**WHAT YOU ARE ASKED TO DO**
Using the biography of Mariano Ignacio Prado, decide whether each statement agrees with it, and answer yes or no, quoting the deciding words. 1. Prado was born in Lima. 2. Pedro Diez Canseco won the elections held later in 1865. 3. Chile gave Prado the honorary title of General of the Army of Chile.

**PAGE**
* BEGIN *

Mariano Ignacio Prado Ochoa (December 18, 1825 – May 5, 1901) was a Peruvian army general who served as the 17th (1865 - 1868) and 21st (1876 - 1879) President of Peru.

Biography
Born in Huánuco on December 18, 1825, he studied in Huanuco and then in Lima.  He entered the army at an early age and served in the provinces of Southern Peru.

In 1865 Prado led a coup to overthrow President Juan Antonio Pezet who under the threat of a large Spanish fleet surrendered sovereignty over the Chincha Islands and agreed to pay a large indemnity to Spain. Vice President Pedro Diez Canseco became Provisional President until new elections were held later that year and which Prado won.  In 1866 the Spanish fleet attacked and was defeated under General Prado's command at the Battle of Dos de Mayo in Callao 1866. His 12 year old son and later hero Leoncio Prado participated in the battle. Prado had put together an alliance with Chile, Bolivia and Ecuador all of whom supplied troops that defeated Spain.  At the time only Peru had a few naval vessels which earlier had forced the Spanish fleet to retire at the Battle of Abtao, Chile in 1866. In gratitude, Chile conferred Prado with the honorary title of General of the Army of Chile. He served as the President of the Chamber of Deputies from 1874 to 1875.

* END *

**DATA RECORDS**

* BEGIN *

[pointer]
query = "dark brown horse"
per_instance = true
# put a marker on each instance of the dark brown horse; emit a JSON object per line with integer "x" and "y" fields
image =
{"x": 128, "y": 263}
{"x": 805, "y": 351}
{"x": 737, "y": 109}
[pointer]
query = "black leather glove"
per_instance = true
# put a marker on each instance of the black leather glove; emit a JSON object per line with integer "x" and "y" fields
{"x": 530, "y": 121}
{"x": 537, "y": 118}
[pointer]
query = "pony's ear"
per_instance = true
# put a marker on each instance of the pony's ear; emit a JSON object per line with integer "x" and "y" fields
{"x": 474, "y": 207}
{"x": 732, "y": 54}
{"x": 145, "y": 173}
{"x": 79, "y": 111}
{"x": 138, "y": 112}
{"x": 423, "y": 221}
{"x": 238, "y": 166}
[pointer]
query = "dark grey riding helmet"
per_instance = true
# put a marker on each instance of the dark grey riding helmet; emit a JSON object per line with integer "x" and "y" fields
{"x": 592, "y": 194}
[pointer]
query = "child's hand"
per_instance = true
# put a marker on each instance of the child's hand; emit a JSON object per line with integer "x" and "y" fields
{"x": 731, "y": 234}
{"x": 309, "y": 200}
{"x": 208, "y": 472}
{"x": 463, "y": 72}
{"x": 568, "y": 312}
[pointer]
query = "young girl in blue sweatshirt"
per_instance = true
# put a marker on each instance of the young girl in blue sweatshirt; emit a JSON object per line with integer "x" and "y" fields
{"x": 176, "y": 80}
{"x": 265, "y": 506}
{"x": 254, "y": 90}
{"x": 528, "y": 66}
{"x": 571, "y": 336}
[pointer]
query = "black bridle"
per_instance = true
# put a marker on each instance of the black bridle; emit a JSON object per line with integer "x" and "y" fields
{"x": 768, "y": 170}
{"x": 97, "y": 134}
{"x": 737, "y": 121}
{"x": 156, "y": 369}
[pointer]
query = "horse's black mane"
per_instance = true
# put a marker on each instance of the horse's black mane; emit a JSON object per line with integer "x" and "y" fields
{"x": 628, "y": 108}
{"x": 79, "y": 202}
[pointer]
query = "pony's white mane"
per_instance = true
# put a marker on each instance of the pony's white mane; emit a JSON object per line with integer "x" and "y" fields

* END *

**PROBLEM SOLUTION**
1. No: "Born in Huánuco on December 18, 1825"
2. No: "until new elections were held later that year and which Prado won"
3. Yes: "Chile conferred Prado with the honorary title of General of the Army of Chile"